• **What is expected**: Go to the line in the entries below that holds "Please pin the green tree" and repeat exactly from there through the line that holds "Please pin the green traffic", inclusive.

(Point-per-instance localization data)

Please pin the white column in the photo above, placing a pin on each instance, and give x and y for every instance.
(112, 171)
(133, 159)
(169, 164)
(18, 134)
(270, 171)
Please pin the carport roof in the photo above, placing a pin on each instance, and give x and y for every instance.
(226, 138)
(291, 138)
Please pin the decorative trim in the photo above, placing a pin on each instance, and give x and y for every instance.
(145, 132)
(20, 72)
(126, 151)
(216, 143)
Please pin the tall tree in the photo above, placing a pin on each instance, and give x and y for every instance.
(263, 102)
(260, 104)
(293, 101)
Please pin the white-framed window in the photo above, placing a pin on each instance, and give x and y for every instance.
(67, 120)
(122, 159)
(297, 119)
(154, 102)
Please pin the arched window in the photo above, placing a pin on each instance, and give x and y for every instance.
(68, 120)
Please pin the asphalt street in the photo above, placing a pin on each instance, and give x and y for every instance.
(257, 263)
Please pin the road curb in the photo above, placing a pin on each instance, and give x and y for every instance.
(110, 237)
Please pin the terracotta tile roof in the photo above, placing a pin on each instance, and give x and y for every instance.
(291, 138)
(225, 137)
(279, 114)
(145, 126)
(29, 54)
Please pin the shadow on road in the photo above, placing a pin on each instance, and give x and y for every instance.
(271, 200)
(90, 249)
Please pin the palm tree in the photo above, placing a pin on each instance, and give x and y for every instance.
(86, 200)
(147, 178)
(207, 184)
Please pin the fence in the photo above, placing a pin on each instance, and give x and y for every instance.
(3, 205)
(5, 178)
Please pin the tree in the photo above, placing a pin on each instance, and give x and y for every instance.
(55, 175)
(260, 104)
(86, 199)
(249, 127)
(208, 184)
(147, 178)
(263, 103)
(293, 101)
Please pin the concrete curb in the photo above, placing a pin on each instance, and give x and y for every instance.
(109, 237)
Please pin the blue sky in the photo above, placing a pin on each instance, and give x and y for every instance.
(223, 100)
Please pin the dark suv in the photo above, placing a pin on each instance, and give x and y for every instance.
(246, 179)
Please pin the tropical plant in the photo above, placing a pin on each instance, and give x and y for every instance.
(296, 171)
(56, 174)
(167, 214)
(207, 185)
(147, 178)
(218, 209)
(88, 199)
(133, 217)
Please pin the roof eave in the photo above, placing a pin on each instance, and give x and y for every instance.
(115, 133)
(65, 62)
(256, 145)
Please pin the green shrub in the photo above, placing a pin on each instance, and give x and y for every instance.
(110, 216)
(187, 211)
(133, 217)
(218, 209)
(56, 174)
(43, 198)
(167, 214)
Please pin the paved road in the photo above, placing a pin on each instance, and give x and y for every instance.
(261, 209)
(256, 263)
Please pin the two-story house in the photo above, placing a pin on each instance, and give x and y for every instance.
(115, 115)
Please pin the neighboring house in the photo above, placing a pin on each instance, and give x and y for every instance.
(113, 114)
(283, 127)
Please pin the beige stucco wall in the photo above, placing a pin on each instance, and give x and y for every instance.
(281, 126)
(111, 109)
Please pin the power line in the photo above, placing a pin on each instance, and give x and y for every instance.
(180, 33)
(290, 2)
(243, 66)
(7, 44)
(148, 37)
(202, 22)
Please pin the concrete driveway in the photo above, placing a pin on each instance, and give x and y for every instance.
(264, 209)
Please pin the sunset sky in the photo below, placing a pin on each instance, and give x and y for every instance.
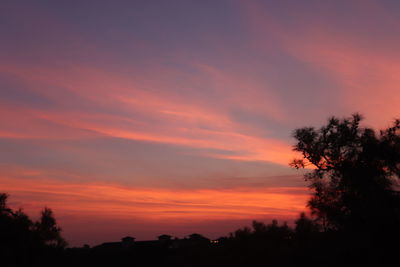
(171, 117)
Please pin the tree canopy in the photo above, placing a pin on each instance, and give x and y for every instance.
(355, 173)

==

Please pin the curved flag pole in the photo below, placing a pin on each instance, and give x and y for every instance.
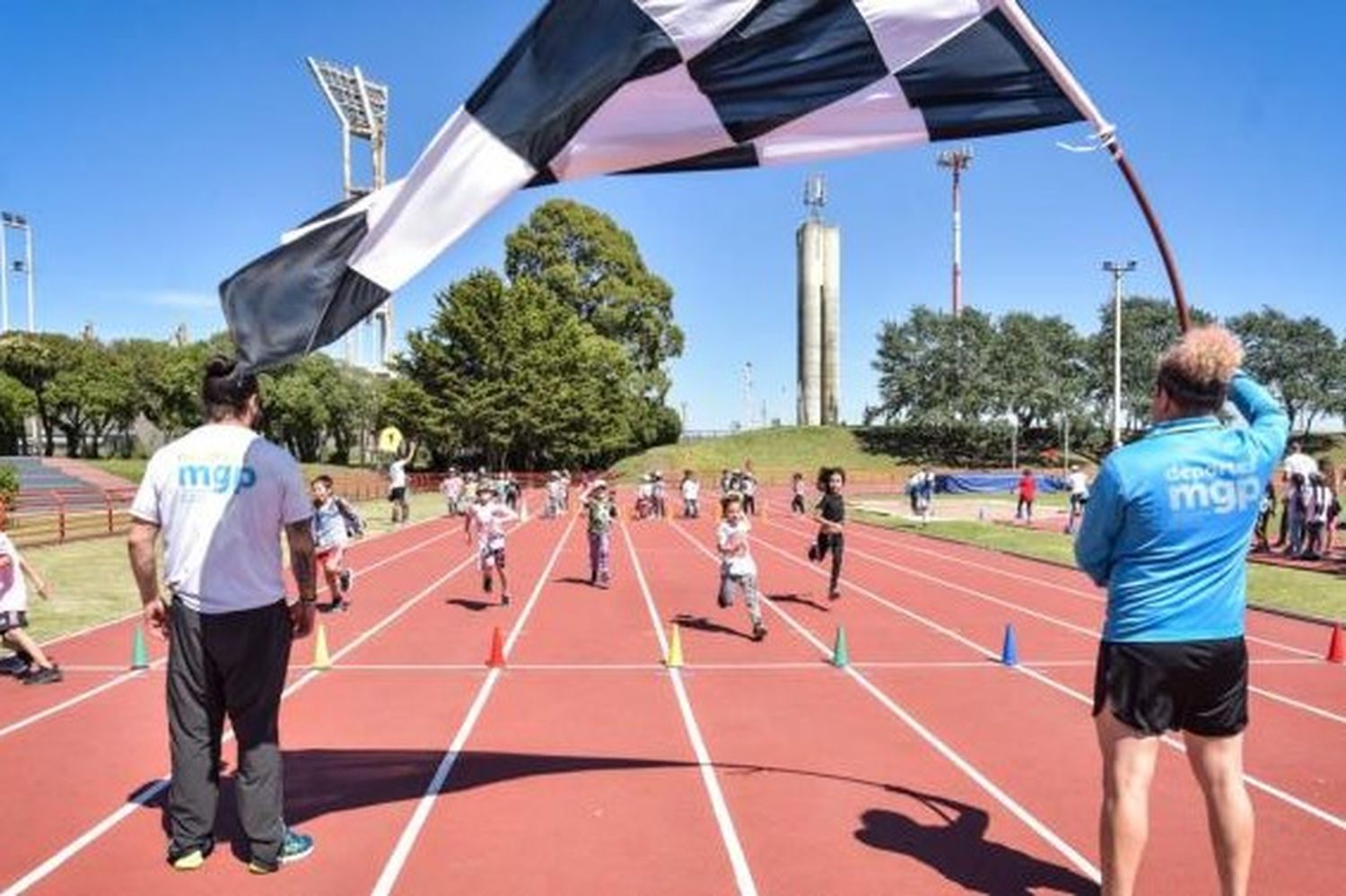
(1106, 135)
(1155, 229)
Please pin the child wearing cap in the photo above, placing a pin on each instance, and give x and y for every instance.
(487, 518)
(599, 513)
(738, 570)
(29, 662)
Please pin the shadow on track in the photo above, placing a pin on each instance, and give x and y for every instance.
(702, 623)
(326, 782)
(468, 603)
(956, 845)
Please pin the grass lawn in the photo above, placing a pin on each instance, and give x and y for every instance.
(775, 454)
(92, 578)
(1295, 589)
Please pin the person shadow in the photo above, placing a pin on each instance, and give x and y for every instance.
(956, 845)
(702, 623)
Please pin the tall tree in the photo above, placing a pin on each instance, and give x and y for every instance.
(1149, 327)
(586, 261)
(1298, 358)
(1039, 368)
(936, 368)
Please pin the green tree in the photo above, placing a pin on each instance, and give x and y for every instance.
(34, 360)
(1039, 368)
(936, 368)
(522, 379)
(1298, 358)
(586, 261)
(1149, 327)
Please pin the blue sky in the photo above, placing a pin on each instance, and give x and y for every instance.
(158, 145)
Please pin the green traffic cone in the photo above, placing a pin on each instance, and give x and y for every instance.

• **Worked solution**:
Please pin the green tree in the photo above, placing a pin on each instance, and give x and y for every instance.
(34, 360)
(1039, 368)
(936, 368)
(522, 379)
(1298, 358)
(586, 261)
(1149, 327)
Please pin the blue sky in the photo above, placing a pin on each instance, and give x and y for every instance.
(158, 145)
Please pin the green traffic cone in the photo above, placing a pin on each instance, and give x and y for every instance.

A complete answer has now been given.